== Records for this exercise ==

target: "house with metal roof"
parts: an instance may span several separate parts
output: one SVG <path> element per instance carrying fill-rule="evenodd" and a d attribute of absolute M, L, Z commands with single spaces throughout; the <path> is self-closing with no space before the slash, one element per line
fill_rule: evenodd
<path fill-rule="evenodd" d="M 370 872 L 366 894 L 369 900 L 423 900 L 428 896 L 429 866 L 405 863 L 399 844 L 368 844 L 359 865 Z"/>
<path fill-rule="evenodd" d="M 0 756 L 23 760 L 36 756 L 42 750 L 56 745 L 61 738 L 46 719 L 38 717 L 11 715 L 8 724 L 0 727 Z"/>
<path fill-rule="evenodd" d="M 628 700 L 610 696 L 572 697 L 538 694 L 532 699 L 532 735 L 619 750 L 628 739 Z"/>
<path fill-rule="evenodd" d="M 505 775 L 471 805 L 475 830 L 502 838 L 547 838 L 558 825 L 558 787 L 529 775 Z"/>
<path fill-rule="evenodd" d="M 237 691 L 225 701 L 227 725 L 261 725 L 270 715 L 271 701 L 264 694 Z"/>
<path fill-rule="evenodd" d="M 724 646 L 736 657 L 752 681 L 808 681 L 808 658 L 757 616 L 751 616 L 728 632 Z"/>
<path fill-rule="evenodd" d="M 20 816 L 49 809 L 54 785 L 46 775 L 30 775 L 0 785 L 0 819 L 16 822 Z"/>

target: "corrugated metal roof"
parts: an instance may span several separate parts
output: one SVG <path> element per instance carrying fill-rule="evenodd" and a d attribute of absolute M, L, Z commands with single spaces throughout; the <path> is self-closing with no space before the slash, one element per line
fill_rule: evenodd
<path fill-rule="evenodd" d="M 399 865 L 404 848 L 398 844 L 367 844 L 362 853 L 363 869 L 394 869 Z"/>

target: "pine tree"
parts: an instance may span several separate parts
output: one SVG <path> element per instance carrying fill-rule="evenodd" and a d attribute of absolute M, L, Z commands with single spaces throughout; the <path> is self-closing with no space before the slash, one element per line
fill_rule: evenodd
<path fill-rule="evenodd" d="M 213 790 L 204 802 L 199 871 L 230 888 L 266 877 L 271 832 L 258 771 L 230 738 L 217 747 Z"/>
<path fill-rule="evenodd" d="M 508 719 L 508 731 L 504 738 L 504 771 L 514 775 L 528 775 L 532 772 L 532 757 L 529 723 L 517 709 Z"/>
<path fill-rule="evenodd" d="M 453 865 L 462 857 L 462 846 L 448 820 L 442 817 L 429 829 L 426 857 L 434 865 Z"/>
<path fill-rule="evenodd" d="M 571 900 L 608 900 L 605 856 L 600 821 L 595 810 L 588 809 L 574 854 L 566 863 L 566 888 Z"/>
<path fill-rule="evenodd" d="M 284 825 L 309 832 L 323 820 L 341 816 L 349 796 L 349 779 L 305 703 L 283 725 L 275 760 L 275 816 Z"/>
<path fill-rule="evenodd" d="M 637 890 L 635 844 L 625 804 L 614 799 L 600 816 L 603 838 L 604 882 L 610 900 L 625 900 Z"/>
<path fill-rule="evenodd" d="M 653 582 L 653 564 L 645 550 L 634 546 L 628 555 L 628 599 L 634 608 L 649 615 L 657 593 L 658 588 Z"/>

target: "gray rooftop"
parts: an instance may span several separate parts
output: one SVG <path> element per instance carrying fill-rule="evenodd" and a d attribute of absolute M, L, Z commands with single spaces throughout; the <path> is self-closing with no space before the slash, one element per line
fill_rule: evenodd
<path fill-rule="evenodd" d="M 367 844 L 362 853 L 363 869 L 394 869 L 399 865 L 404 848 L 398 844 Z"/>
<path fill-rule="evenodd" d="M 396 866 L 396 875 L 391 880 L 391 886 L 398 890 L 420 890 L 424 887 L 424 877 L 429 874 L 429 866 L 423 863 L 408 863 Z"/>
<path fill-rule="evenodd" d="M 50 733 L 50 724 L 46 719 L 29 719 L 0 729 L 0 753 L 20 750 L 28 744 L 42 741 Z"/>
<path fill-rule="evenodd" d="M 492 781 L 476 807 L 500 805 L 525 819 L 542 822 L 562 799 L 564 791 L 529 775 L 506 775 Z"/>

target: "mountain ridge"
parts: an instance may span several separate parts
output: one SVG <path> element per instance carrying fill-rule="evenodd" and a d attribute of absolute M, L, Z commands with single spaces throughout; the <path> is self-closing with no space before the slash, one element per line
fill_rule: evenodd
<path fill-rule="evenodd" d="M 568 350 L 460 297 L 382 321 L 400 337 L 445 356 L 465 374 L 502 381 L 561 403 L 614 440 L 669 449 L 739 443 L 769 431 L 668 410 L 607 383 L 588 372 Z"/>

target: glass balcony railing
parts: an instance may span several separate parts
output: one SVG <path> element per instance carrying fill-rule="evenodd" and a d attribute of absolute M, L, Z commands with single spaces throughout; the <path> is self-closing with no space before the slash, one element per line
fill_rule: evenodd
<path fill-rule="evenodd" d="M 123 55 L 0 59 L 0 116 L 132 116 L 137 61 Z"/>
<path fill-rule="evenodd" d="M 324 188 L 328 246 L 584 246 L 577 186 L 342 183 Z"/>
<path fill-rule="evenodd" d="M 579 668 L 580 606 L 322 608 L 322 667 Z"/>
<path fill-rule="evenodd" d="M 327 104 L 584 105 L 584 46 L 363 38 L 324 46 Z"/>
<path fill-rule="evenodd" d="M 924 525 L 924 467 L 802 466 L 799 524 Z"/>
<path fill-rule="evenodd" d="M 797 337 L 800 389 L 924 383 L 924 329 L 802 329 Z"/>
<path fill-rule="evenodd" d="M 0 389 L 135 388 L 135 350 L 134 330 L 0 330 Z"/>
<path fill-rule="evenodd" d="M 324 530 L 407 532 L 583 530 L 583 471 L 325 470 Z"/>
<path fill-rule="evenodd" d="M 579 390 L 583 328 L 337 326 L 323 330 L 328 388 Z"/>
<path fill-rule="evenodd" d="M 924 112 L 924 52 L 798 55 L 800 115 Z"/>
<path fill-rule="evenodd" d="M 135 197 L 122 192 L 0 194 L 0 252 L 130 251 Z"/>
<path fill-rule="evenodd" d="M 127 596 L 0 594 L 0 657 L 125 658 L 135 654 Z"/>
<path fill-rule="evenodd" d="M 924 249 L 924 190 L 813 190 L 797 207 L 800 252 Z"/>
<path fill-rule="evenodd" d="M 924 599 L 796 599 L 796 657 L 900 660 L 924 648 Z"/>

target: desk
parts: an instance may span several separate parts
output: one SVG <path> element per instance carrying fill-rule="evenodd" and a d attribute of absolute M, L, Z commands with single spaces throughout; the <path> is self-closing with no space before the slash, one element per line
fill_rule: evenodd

===

◆ **Aim of the exercise**
Turn the data above into a Markdown table, starting at the line that contains "target: glass balcony railing" and ending at the final line of the data. Use a "Row" column for the row number and a "Data line" column for the line itself, and leave out blank lines.

◆ **Finished answer**
| Row | Data line |
|---|---|
| 1 | target: glass balcony railing |
| 2 | parts: an instance may span several separate parts |
| 3 | output: one SVG <path> element per instance carrying fill-rule="evenodd" and a d attribute of absolute M, L, Z commands with single spaces throughout; the <path> is self-closing with no space before the slash, one element per line |
| 4 | fill_rule: evenodd |
| 5 | <path fill-rule="evenodd" d="M 123 55 L 0 59 L 0 116 L 132 116 L 137 61 Z"/> |
| 6 | <path fill-rule="evenodd" d="M 324 188 L 328 246 L 584 246 L 577 186 L 342 183 Z"/> |
| 7 | <path fill-rule="evenodd" d="M 579 668 L 580 606 L 322 608 L 322 667 Z"/> |
| 8 | <path fill-rule="evenodd" d="M 327 104 L 584 105 L 584 46 L 363 38 L 324 46 Z"/> |
| 9 | <path fill-rule="evenodd" d="M 924 525 L 924 467 L 802 466 L 799 524 Z"/> |
| 10 | <path fill-rule="evenodd" d="M 797 337 L 800 389 L 924 383 L 924 329 L 802 329 Z"/> |
| 11 | <path fill-rule="evenodd" d="M 0 389 L 135 388 L 135 350 L 134 330 L 0 330 Z"/> |
| 12 | <path fill-rule="evenodd" d="M 324 530 L 407 532 L 583 530 L 583 471 L 325 470 Z"/> |
| 13 | <path fill-rule="evenodd" d="M 579 390 L 583 328 L 337 326 L 323 330 L 328 388 Z"/> |
| 14 | <path fill-rule="evenodd" d="M 924 112 L 924 52 L 798 55 L 800 115 Z"/> |
| 15 | <path fill-rule="evenodd" d="M 135 197 L 122 192 L 0 194 L 0 252 L 130 251 Z"/> |
| 16 | <path fill-rule="evenodd" d="M 127 596 L 0 594 L 0 657 L 125 658 L 135 654 Z"/> |
| 17 | <path fill-rule="evenodd" d="M 924 249 L 924 190 L 813 190 L 797 207 L 800 252 Z"/> |
| 18 | <path fill-rule="evenodd" d="M 924 599 L 796 599 L 796 657 L 900 660 L 924 648 Z"/> |
| 19 | target: desk |
| 20 | parts: an instance may span several separate parts |
| 21 | output: one SVG <path> element per instance carrying fill-rule="evenodd" and a d attribute of absolute M, L, Z commands with single spaces throughout; the <path> is self-closing with no space before the slash, one element per line |
| 22 | fill_rule: evenodd |